Replace "drop a point" with "place a marker" everywhere in the listing below, keeping every other line unchanged. Write the listing out again, leaving out the pictures.

#### Location labeling records
- - -

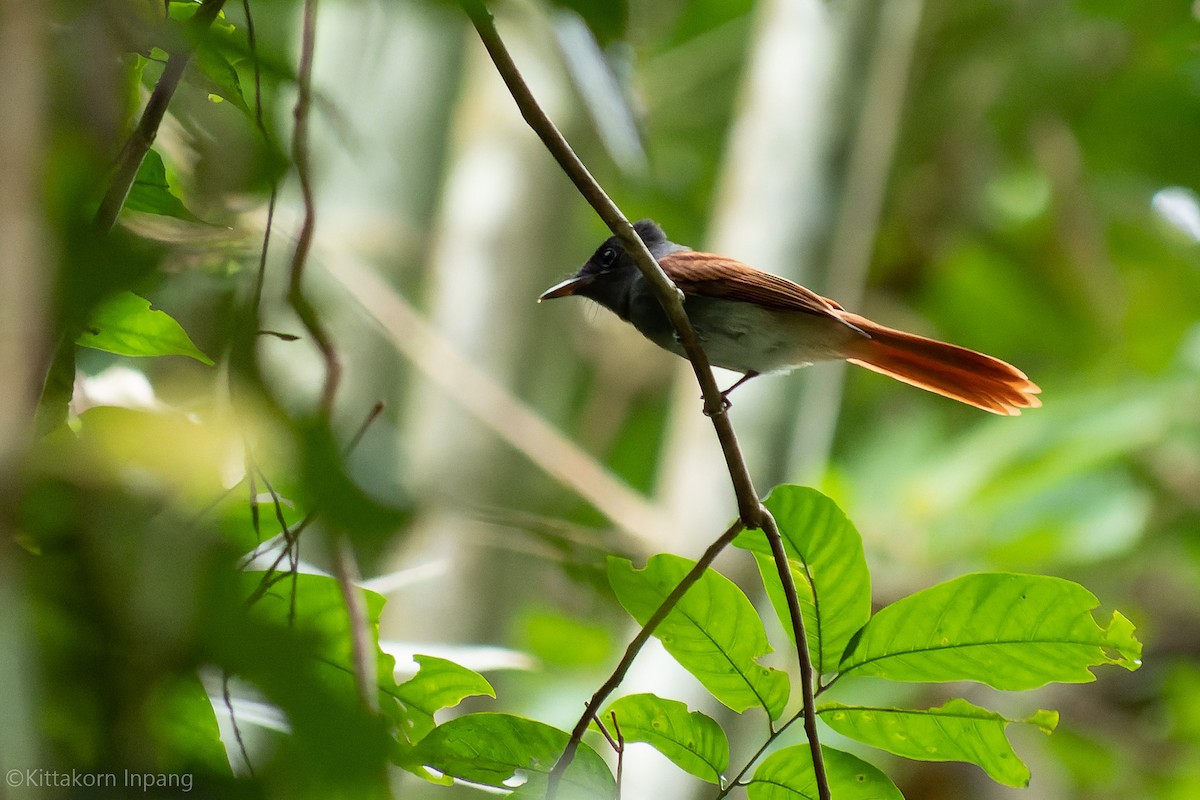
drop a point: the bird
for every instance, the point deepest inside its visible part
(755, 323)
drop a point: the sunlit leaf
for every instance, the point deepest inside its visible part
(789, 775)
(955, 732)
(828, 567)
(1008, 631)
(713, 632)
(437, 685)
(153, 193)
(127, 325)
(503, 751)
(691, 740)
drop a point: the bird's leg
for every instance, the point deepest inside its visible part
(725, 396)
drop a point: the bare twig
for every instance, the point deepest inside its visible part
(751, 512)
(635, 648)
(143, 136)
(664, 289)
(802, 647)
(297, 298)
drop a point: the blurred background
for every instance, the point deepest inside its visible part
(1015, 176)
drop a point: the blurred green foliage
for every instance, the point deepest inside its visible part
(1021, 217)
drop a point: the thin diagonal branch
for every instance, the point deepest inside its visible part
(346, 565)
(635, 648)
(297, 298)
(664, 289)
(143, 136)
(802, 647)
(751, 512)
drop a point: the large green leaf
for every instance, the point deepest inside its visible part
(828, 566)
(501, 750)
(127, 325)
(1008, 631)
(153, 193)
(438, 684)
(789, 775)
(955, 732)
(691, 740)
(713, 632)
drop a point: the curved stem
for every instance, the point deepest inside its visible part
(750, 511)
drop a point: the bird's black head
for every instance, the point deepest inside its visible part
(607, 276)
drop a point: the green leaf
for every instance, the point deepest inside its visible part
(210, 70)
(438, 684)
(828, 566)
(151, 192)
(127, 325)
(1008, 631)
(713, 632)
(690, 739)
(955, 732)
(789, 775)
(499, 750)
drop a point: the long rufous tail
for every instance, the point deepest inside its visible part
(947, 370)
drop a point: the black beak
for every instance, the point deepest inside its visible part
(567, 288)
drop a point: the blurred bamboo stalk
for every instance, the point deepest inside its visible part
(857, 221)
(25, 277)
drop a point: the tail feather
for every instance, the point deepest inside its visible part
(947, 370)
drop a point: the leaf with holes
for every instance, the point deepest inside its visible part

- - -

#### Answer below
place a marker: the bird
for every instance, the point deepest inside its visible part
(755, 323)
place a marker: the sunlit leaf
for every instance, the point deepest inside its visible part
(789, 775)
(955, 732)
(828, 567)
(1008, 631)
(713, 632)
(437, 685)
(153, 193)
(127, 325)
(503, 751)
(691, 740)
place a marker: the bird's leg
for every instance, the point deepest inside its visible part
(725, 396)
place a marker: the bare twig
for every instance, the point deepest inside its visible part
(751, 512)
(635, 648)
(143, 136)
(664, 289)
(802, 647)
(297, 298)
place a marker: the blurred background
for every instance, the point deepest inside its visible part
(1015, 176)
place a marker: the blurred green foliage
for every instance, the point deepest inside its visible part
(1021, 217)
place a marker: the thin diagonal branch
for every instance, the point deepest inside its visible part
(346, 565)
(635, 648)
(297, 298)
(664, 289)
(143, 136)
(802, 647)
(751, 512)
place a marker: the large green leaf
for every instance, the point deepest inside its visible part
(828, 566)
(501, 750)
(127, 325)
(1008, 631)
(153, 193)
(438, 684)
(789, 775)
(955, 732)
(691, 740)
(713, 632)
place a marker: the curved stem
for every instance, the point deepest inside its visible part
(750, 511)
place a marker: the bird's black head
for every instance, the point deepest inside its visible part
(607, 276)
place a marker: the green leaf
for every instance, the point deepest inside its visible part
(210, 70)
(438, 684)
(828, 566)
(151, 192)
(127, 325)
(1008, 631)
(713, 632)
(690, 739)
(955, 732)
(789, 775)
(499, 750)
place a marker: the long rufous tail
for every instance, the point deepest inside its visible part
(947, 370)
place a marker: the black beak
for every instance, the point deepest inside its visible part
(567, 288)
place a marker: the blurred bamboo stalk
for every instance, the point deepest inside its visible part
(857, 221)
(25, 277)
place a marker: the tail feather
for every instance, the point deepest inside its visible part
(947, 370)
place a marker: the leaf with holes
for every instance, the point deepest inside its visible part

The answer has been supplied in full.